4. Maceration and Fermentation

Once the grapes arrive in the tank, we cool the juice, skins, and seed (collectively called “must”) to approximately 50°F and allow the juice to “cold soak”. During the cold soak, which typically lasts 2-3 days, we gently punch down the juice in the tank to allow extraction of the skins into the juice. We believe this extraction at the beginning of the fermentation process allows for wines with better color, and softer, richer tannins.

Once the cold soak is completed, we warm the tanks to allow yeast fermentation. During this process, yeasts convert the sugar in the juice to alcohol and carbon dioxide. At 2156 Estate Vineyard, we use both natural yeasts (i.e. those that are present on the grapes from the vineyard), and pure cultured yeasts to carry out the fermentations. We believe the combination of both types of yeast fermentations provides an additional level of complexity and individuality.

Each day, the fermenting juice is gently pumped over 2–3 times per day to continue the extraction process with the skins. The wines are analyzed for sugar and temperature daily, as well as being tasted by our winemaker to monitor the fermentation progress. When Dito determines that the wine is ready, we move on to draining and pressing. The whole process, from the arrival of the grapes at the winery to the draining and pressing of the must, generally takes approximately 14 days.
▬▬▬▬▬▬
§ **Exercise set**
(a) Rewrite the paragraph of the maceration and fermentation excerpt that begins "Each day, the fermenting juice" as a bulleted list, keeping its main facts.
(b) According to the maceration and fermentation excerpt, why is the juice punched down to extract the skins during the cold soak at the start of the process?

§ **Items listed in a dataset**
▬▬▬▬▬▬
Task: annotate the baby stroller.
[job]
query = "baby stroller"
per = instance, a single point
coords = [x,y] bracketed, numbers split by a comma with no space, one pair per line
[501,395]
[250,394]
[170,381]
▬▬▬▬▬▬
§ **Answers**
(a)
- The fermenting juice is gently pumped over 2–3 times per day to continue extraction with the skins.
- The wines are analyzed daily for sugar and temperature and tasted by the winemaker to monitor fermentation progress.
- When Dito determines the wine is ready, draining and pressing follow.
- The whole process, from the grapes' arrival at the winery to draining and pressing the must, generally takes about 14 days.

(b) The winery believes that extracting the skins into the juice at the beginning of fermentation produces wines with better color and softer, richer tannins.